The population pyramid of India shows which characteristic shape reflecting its demographic stage?

A Narrow base, tapering to a narrow apex — 'beehive' shape
B Broad base, gradually narrowing upward — 'pyramid' shape
C Near-uniform column width across all age groups — 'pillar' shape
D Narrow base, wide middle, narrow apex — 'barrel' shape

Correct. India's population pyramid is a broad-base expanding pyramid, reflecting high birth rates (wide 0–14 base), declining mortality (gradual tapering), and a young demographic. This is characteristic of Stage 3 transition with a large youth bulge.

Population pyramid shapes: (1) Expanding pyramid (broad base) — young population, high fertility, developing countries including India; (2) Constrictive pyramid (narrow base) — declining fertility, transitioning; (3) Stationary/pillar — replacement fertility; (4) Beehive (narrow base, wide middle-top) — aging population, post-transition. The dependency ratio = (0–14 + 65+) / (15–64) × 100.

Incorrect. The beehive/pillar shapes indicate low fertility with aging populations (Germany, Japan — Stage 4/5). The barrel shape is not standard terminology. India's broad-base pyramid reflects its predominantly young population.

Dataset entries:
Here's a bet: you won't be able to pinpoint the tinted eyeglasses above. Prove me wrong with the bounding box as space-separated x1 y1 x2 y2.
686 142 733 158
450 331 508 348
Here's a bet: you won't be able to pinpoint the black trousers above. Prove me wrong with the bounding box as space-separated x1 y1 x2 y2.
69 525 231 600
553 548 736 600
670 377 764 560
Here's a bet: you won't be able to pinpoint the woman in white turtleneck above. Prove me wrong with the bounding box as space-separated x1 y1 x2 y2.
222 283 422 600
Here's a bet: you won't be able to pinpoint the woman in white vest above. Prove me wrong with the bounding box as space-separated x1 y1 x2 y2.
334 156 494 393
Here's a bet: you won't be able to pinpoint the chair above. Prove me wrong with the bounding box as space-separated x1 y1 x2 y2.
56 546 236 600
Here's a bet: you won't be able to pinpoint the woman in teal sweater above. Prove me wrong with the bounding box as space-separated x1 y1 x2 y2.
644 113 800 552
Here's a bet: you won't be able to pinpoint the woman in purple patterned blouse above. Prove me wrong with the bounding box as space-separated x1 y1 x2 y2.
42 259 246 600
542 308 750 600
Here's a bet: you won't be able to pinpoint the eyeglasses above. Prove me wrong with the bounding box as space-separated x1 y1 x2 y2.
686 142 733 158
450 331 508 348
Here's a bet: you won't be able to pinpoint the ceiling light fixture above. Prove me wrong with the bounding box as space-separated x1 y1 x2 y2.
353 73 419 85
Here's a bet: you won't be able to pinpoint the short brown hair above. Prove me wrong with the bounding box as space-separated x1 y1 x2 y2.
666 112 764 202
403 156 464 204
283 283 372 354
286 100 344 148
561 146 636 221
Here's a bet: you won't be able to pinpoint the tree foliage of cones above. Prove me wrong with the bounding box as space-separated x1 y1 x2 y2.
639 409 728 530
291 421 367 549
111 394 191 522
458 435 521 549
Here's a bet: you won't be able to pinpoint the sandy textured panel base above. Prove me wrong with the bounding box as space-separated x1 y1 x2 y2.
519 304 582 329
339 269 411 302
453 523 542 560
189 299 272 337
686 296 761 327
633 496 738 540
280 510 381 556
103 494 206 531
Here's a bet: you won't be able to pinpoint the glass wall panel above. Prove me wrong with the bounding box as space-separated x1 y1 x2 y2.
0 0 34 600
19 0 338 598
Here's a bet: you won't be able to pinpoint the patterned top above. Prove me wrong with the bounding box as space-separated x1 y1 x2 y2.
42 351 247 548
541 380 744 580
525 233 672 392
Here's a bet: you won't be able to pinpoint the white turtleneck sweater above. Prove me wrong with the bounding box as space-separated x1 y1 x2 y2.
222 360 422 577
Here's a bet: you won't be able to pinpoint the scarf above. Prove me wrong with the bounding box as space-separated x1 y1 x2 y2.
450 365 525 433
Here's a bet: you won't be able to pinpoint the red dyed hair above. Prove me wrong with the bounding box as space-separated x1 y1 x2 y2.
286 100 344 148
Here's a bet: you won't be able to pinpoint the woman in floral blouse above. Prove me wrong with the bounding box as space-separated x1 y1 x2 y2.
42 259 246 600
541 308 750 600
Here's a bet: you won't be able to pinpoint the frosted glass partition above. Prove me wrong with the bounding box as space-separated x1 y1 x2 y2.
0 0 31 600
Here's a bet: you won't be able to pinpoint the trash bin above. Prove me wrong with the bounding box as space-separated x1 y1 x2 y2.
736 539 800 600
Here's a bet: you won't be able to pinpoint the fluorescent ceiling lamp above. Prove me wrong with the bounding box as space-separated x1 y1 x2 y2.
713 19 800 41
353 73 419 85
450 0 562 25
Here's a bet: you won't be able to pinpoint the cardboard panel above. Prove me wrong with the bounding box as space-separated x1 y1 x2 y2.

Activity: According to the population pyramid text, what transition stage is India's broad-base pyramid characteristic of? Rely solely on the population pyramid text, not the rows.

Result: Stage 3 transition, with a large youth bulge.